### WRITTEN TASK
Quote the listing below word for word, from its very first line through the line that contains "187,642,257,657", including that line.

○ ○ ○ ○

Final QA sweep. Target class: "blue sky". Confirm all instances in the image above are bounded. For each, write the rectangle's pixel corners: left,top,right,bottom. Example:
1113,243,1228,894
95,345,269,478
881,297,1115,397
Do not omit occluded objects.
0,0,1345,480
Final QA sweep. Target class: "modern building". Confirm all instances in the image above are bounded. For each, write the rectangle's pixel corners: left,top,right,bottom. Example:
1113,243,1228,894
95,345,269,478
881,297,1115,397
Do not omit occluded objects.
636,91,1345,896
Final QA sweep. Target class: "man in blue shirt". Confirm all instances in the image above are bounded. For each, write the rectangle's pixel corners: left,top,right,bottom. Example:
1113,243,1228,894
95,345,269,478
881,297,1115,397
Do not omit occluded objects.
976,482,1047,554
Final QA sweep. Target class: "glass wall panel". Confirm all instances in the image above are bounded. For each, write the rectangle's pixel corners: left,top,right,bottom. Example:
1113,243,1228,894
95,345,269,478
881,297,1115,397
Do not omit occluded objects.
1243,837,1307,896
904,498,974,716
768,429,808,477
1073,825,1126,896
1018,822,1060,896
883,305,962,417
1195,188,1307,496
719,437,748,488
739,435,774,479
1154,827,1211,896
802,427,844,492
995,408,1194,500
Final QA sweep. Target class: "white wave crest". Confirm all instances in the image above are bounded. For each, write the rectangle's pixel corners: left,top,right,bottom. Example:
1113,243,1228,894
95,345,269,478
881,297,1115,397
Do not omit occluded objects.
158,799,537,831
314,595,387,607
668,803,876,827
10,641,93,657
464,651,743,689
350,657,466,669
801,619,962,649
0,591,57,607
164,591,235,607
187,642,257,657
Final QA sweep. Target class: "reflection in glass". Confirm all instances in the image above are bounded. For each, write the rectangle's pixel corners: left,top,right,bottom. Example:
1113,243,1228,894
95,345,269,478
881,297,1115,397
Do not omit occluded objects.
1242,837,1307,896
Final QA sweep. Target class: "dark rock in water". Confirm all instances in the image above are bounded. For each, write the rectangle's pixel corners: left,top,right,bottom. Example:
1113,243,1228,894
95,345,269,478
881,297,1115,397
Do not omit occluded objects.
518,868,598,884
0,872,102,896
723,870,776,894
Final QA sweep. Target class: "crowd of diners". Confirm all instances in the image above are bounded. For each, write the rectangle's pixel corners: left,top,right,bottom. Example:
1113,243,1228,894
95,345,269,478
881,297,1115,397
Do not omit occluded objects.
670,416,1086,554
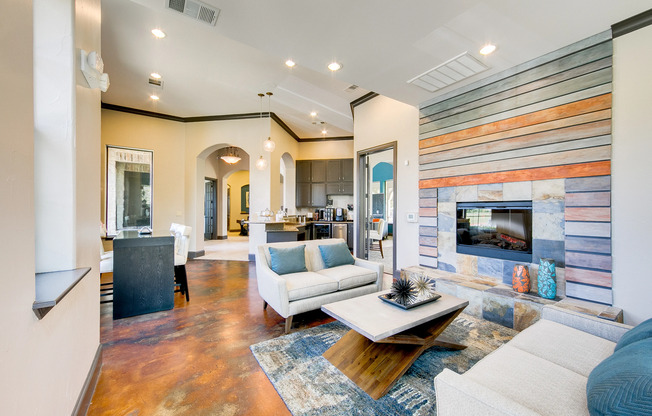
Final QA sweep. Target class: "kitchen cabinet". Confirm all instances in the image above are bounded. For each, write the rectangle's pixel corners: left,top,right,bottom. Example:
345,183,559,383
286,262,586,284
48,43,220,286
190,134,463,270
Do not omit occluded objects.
296,159,353,208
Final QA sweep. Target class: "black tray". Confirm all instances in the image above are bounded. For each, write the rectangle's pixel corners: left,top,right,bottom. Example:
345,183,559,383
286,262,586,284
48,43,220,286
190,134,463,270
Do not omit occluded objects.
378,293,441,310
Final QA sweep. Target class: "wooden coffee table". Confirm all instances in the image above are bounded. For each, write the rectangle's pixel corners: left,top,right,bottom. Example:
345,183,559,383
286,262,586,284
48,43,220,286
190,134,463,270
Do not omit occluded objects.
321,291,469,400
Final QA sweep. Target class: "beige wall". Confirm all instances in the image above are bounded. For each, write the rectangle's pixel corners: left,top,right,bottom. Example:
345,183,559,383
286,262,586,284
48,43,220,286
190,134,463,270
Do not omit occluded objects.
611,26,652,324
226,170,249,231
0,0,101,415
354,96,419,270
96,110,186,235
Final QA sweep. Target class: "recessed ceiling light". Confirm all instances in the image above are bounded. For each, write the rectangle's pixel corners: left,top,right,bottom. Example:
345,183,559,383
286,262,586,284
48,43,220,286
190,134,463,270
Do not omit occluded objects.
328,62,342,72
480,43,496,55
152,29,165,39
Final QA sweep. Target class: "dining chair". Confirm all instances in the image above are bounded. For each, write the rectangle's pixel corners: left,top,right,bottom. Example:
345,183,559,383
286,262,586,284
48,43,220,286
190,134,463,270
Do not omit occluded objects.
100,223,113,303
170,223,192,302
369,218,385,259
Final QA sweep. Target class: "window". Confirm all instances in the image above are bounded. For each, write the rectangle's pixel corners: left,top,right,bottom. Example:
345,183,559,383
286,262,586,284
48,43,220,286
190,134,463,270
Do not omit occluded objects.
106,146,153,235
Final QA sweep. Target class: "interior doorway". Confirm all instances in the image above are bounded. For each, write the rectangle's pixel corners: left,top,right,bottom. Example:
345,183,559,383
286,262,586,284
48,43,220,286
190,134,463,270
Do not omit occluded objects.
356,142,398,277
204,178,217,240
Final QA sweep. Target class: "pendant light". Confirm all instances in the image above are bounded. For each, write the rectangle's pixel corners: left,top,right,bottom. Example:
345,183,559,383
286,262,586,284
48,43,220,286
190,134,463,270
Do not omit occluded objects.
263,91,276,153
256,93,267,170
220,147,242,165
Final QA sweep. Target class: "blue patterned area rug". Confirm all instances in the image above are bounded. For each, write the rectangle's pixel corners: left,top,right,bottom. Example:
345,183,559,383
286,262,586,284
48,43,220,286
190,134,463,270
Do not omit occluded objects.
250,314,517,416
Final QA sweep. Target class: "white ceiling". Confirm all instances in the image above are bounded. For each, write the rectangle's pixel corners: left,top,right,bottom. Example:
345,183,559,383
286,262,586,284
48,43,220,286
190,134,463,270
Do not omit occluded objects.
102,0,652,138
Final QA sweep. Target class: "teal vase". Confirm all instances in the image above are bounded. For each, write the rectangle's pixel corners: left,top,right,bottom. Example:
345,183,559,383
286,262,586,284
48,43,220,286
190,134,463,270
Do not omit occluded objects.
537,259,557,299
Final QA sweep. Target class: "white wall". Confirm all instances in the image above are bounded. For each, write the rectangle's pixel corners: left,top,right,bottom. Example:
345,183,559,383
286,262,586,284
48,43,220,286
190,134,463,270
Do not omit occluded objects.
0,0,101,415
611,26,652,324
353,96,419,270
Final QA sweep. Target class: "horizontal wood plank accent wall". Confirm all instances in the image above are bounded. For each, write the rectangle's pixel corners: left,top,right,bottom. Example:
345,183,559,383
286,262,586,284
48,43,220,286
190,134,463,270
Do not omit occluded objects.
419,32,613,304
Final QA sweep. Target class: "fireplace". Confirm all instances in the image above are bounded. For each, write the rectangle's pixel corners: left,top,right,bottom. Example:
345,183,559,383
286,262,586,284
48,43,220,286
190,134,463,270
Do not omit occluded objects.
457,201,532,263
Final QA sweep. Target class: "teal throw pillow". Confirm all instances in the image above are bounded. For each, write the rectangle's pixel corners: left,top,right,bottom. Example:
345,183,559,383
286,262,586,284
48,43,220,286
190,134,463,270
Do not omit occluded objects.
319,243,355,268
586,338,652,416
269,244,308,274
614,319,652,351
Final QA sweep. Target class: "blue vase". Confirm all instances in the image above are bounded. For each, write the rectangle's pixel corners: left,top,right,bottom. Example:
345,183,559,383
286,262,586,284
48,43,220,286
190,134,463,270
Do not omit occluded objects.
537,259,557,299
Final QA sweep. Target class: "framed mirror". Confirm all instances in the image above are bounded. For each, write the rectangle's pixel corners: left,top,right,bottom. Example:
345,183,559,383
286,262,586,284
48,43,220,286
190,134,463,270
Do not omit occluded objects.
106,146,153,235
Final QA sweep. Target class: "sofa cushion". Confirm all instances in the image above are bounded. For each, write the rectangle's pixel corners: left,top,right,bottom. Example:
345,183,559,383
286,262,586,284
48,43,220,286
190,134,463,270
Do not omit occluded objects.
615,319,652,351
317,264,378,290
463,342,588,416
319,243,355,268
509,319,616,377
586,338,652,415
269,245,308,274
283,272,338,301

○ ○ ○ ○

### TASK SOLUTION
Final QA sweep. Target class: "blue sky". Confirm all instances in the image above are bounded. For each, write the rectangle's pixel corners: left,top,right,bottom. Example:
1113,243,1228,894
95,345,269,478
881,297,1115,397
Do not omit occluded objects.
0,0,1345,480
Final QA sweep. Target class: "modern building". Confirm all instances in the image above are bounded. For each, write the rectangle's pixel corners: left,top,right,bottom. Example:
1113,243,1228,894
95,345,269,478
881,297,1115,397
Do not omit occluded objects.
636,91,1345,896
Final QA sweep. Target class: "man in blue shirt". Confirm all instances in the image above are bounded. For each, write the rectangle's pixel corners: left,top,right,bottom. Example:
1113,243,1228,894
95,345,269,478
881,297,1115,397
Do not omit occluded objects.
976,482,1047,554
Final QA sweep. Target class: "glass wall panel". Confirm all instances in the image above are bounded. For each, write the rectangle's pixel corners: left,top,right,bottom. Example:
1113,243,1228,894
95,345,269,478
881,297,1115,397
Do not omit occluded objects.
1243,837,1307,896
904,498,974,716
768,429,808,477
1073,825,1126,896
1018,822,1060,896
883,305,962,417
1195,188,1307,496
719,437,748,488
739,435,774,479
1154,827,1211,896
802,427,844,492
995,408,1194,500
Final QA sweep. Target class: "white wave crest". Confirm all instances in the image above are bounded. For each, write the rectangle's pixel corners: left,top,right,bottom. Example:
1113,243,1228,894
95,345,269,478
881,297,1115,397
Do not omit occluded objects.
158,799,537,831
314,595,387,607
668,803,876,827
10,641,93,657
464,651,743,689
350,657,466,669
801,619,962,649
0,591,57,607
164,591,235,607
187,642,257,657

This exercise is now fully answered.